Extracted data →
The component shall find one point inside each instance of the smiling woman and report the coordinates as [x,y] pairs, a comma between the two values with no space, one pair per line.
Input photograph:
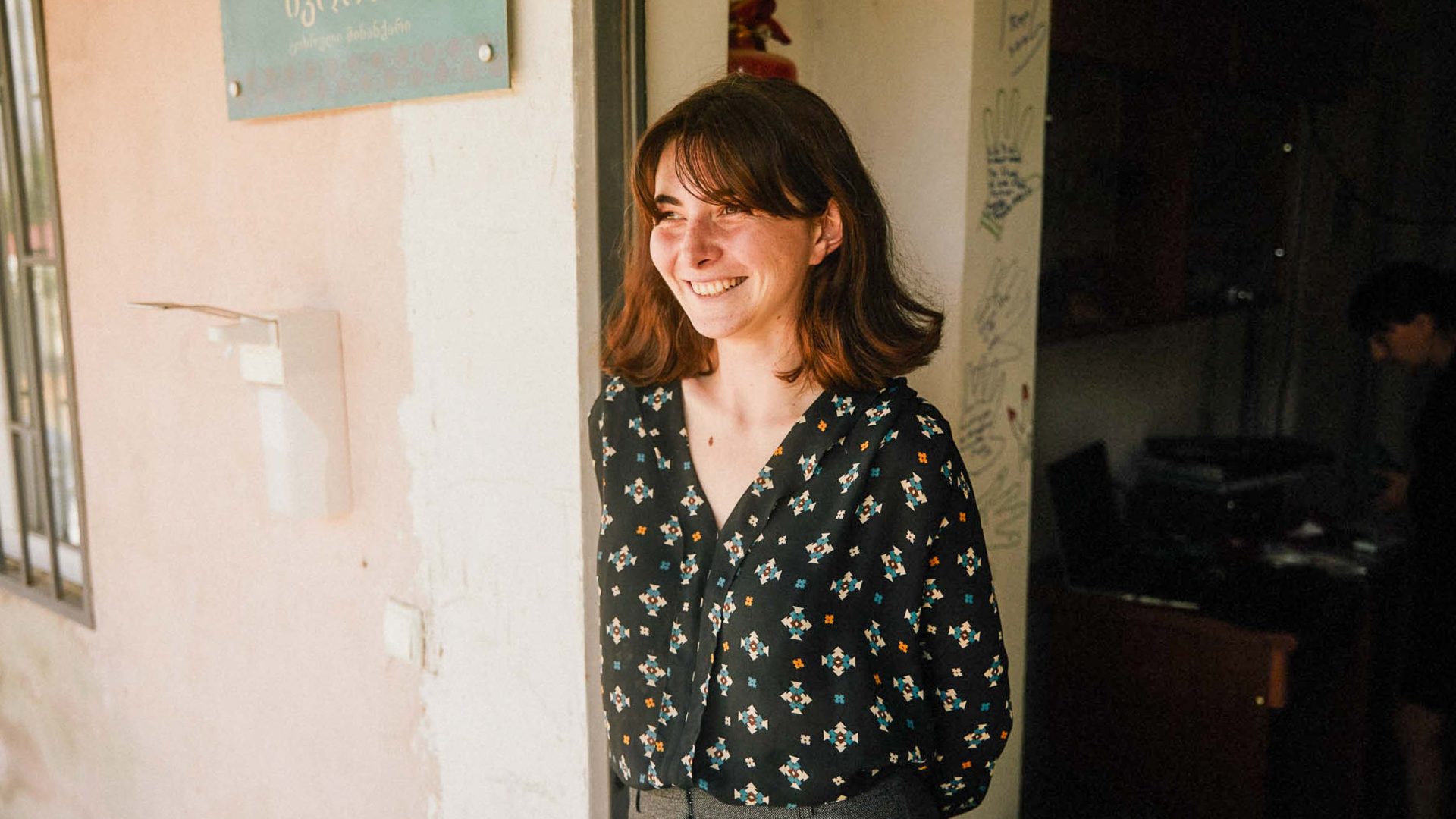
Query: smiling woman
[795,595]
[767,149]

The task → Copy every line of text from the material above word for word, without the pictures.

Solved exercise →
The component shall find one point inside each instance of the smiling woman and report the coordinates as [x,y] pairs, a comma between the two values with no space, one pair per line.
Input photograph:
Query: smiling woman
[795,595]
[767,149]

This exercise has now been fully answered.